Return the whole listing, keeping every character the same.

■ Entries from a dataset
..........
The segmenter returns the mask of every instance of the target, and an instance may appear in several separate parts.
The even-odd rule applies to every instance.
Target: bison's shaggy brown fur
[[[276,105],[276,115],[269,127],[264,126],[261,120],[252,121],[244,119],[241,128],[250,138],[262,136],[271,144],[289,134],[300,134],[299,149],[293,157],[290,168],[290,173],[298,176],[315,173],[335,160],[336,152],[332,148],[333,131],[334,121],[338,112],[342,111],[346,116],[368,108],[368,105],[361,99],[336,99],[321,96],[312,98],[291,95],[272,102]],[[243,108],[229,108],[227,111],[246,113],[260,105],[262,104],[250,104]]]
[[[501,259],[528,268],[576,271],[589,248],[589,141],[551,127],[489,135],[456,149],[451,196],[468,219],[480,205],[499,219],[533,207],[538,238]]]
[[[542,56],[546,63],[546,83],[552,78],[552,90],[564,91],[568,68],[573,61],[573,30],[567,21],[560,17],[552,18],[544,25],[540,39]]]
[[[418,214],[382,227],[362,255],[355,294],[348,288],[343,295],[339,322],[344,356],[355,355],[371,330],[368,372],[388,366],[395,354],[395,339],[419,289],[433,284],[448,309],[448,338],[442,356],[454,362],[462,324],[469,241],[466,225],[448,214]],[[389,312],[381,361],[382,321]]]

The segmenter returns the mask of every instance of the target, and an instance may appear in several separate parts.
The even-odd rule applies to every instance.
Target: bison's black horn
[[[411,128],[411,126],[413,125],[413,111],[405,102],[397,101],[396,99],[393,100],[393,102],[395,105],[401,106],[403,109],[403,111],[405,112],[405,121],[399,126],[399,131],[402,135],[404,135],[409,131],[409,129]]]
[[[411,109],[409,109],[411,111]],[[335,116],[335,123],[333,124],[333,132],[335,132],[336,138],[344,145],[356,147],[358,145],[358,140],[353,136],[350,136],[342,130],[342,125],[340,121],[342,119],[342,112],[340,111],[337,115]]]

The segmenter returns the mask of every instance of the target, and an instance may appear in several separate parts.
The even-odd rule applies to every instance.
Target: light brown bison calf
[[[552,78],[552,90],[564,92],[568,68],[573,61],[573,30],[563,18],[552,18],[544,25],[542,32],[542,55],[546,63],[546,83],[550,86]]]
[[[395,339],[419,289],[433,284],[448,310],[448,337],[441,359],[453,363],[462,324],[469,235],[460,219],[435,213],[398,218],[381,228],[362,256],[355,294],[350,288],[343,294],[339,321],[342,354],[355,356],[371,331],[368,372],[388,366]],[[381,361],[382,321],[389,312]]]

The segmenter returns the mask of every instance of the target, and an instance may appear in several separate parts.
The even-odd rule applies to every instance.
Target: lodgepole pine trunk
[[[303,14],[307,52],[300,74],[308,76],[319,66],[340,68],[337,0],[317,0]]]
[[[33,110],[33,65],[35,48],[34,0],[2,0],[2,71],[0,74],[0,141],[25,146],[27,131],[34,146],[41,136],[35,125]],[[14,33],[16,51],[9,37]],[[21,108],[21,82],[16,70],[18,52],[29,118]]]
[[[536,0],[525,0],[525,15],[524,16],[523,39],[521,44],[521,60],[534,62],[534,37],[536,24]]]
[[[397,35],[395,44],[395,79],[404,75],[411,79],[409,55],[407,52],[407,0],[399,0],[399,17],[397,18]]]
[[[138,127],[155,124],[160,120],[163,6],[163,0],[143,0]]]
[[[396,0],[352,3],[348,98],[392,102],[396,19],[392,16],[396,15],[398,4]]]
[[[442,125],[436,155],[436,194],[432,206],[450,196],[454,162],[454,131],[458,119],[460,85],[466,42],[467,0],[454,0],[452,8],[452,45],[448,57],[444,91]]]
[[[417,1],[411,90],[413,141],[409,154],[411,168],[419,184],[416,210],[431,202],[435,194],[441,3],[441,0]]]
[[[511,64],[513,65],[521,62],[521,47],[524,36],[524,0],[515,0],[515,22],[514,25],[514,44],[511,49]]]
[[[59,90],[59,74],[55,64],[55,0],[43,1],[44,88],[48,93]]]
..........
■ SOLUTION TO THE PROBLEM
The segmenter returns the mask of every instance of the target, and an instance may appear in several separate parts.
The even-odd rule applies to every instance.
Target: bison's shaggy brown fur
[[[276,105],[276,115],[269,127],[264,126],[261,120],[252,121],[244,119],[241,128],[250,138],[262,136],[271,144],[289,134],[300,134],[299,149],[293,157],[290,168],[290,173],[298,176],[315,173],[335,160],[336,152],[332,148],[333,131],[334,121],[338,112],[342,111],[346,116],[368,108],[368,105],[361,99],[336,99],[321,96],[312,98],[291,95],[272,102]],[[243,108],[229,108],[227,111],[246,113],[260,105],[262,104],[250,104]]]
[[[501,259],[528,268],[576,271],[589,248],[589,141],[551,127],[489,135],[456,149],[451,196],[468,219],[480,205],[499,219],[533,207],[538,238]]]
[[[542,56],[546,63],[546,83],[552,78],[552,90],[564,91],[568,68],[573,61],[573,30],[567,21],[560,17],[552,18],[544,25],[540,39]]]
[[[418,214],[382,227],[362,255],[355,294],[348,288],[343,295],[339,322],[344,356],[355,355],[371,330],[368,372],[388,366],[395,354],[395,339],[419,289],[433,284],[448,309],[448,338],[442,356],[454,362],[462,324],[469,241],[466,225],[448,214]],[[389,312],[381,361],[382,321]]]

The segmenter returns the mask of every instance of the target, and an instance may appear in several separate parts.
The even-odd rule applies to every instance.
Target: bison's black horn
[[[411,128],[411,126],[413,125],[413,111],[405,102],[397,101],[396,99],[393,100],[393,102],[395,105],[401,106],[403,109],[403,111],[405,112],[405,121],[399,126],[399,131],[402,135],[404,135],[409,131],[409,129]]]
[[[411,109],[409,109],[411,111]],[[335,116],[335,123],[333,124],[333,132],[335,132],[336,138],[344,145],[356,147],[358,145],[358,140],[353,136],[350,136],[342,130],[342,125],[340,121],[342,119],[342,112],[340,111],[337,115]]]

The segmenter returns the mask of every instance of the target, and an instance may appear in several separate parts.
The even-odd rule applies to every instance.
Target: light brown bison calf
[[[552,78],[552,90],[564,92],[568,68],[573,61],[573,30],[563,18],[552,18],[544,25],[542,32],[542,55],[546,63],[546,83],[550,86]]]
[[[395,339],[419,289],[433,284],[448,310],[448,337],[441,359],[453,363],[462,324],[469,235],[460,219],[435,213],[398,218],[381,228],[362,256],[355,294],[350,288],[343,294],[339,321],[342,354],[355,356],[371,331],[368,372],[388,366]],[[381,361],[382,321],[389,312]]]

The segmenter returns the mask of every instance of the target, and an instance may appear in several separate parts.
The even-odd rule applies to every instance.
Target: lodgepole pine trunk
[[[303,14],[307,52],[300,74],[308,76],[319,66],[340,68],[337,0],[317,0]]]
[[[33,110],[33,65],[35,48],[34,0],[2,0],[2,71],[0,74],[0,141],[25,146],[27,131],[34,146],[41,136],[35,125]],[[14,33],[16,51],[9,37]],[[21,108],[21,82],[16,70],[18,52],[29,118]]]
[[[536,0],[525,0],[525,15],[524,16],[523,39],[521,44],[521,60],[534,62],[534,37],[536,24]]]
[[[397,35],[395,44],[395,79],[404,75],[411,79],[409,55],[407,52],[407,0],[399,0],[399,17],[397,18]]]
[[[138,127],[155,124],[160,120],[163,6],[163,0],[143,0]]]
[[[396,0],[352,3],[348,98],[392,102],[396,19],[392,16],[396,15],[398,4]]]
[[[442,125],[436,155],[436,194],[432,206],[450,196],[454,162],[454,131],[458,119],[460,85],[466,42],[467,0],[454,0],[452,8],[452,45],[448,57],[444,91]]]
[[[417,1],[411,90],[413,141],[409,154],[411,168],[419,184],[416,210],[431,202],[435,194],[441,3],[441,0]]]
[[[511,64],[513,65],[521,62],[521,47],[524,36],[524,0],[515,0],[515,22],[514,25],[514,44],[511,49]]]
[[[59,90],[59,74],[55,64],[55,0],[43,1],[44,88],[48,93]]]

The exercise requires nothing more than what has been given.